**Work instruction**
Repeat the data in full. No line may differ from the original.

**Provided information**
+---+
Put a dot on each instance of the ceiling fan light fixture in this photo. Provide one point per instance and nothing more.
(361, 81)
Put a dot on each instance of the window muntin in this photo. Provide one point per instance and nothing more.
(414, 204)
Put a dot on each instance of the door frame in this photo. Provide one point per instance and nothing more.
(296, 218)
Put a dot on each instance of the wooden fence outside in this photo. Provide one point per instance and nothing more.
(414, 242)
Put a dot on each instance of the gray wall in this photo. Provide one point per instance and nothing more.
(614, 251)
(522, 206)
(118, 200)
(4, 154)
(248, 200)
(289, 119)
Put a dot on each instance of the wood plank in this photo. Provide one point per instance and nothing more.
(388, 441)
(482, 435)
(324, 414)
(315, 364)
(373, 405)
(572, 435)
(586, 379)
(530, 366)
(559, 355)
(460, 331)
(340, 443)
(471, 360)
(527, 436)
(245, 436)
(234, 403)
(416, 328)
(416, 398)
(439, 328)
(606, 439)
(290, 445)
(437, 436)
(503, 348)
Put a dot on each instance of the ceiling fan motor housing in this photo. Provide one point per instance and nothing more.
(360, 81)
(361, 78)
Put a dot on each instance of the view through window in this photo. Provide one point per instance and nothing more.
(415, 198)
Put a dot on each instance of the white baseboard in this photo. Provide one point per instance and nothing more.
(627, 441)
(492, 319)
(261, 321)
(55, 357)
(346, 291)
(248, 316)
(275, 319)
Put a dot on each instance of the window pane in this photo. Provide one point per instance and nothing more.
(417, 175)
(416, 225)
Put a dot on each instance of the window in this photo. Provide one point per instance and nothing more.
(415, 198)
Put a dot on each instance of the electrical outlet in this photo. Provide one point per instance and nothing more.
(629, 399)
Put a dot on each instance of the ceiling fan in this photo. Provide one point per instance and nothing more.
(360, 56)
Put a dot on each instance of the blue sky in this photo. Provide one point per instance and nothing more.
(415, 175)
+---+
**Solution**
Put a dot on each instance of the ceiling fan light fixture in this photo. Provide one point per instance and nothing more.
(361, 81)
Put a dot on each instance of the window muntin in this photo. Provide one point per instance and nothing more.
(414, 204)
Put a dot on each instance of the door frame in this photo. Provide one point per instance and nothing more.
(296, 218)
Put a dot on each instance of the wooden fence outside in this photo. Provide one point per instance and nothing more.
(414, 242)
Put a dot on each instance of the gray wall in this photo. Provide one point per instance and nothing more.
(614, 251)
(522, 206)
(118, 200)
(4, 154)
(248, 200)
(289, 119)
Put a dot on each instance of the wood plank in this photo. Provide one point per instance and nothing more.
(388, 441)
(482, 435)
(324, 414)
(315, 364)
(373, 405)
(572, 435)
(586, 379)
(530, 366)
(559, 355)
(460, 331)
(340, 443)
(471, 360)
(527, 436)
(245, 436)
(234, 403)
(416, 328)
(416, 398)
(439, 328)
(606, 439)
(290, 445)
(437, 436)
(503, 348)
Put a dot on each instance of the ceiling fan motor housing in this photo. Provide one point per instance and nothing more.
(360, 81)
(361, 78)
Put a dot on each instance of the view through window in this photo. Provide one point per instance and nothing more.
(415, 198)
Put a dot on each instance of the white baseboard in this photo. Provide one point per instance and nothing more.
(627, 441)
(492, 319)
(261, 321)
(55, 357)
(346, 291)
(248, 316)
(275, 319)
Put a dot on each instance of the window pane in this photo. Provide one point per instance and nothing more.
(417, 175)
(416, 225)
Put a dot on each instance of the window in this photo. Provide one point per instance and nothing more.
(415, 198)
Put a dot on each instance of the electrical outlet in this photo. Provide one point per instance and nothing more.
(629, 399)
Put a dot on each instance of the ceiling fan in this photo. Provide one point per instance and nothing more.
(360, 56)
Put a dot on each instance of the blue sky in this photo. Provide one point per instance and nothing more.
(415, 175)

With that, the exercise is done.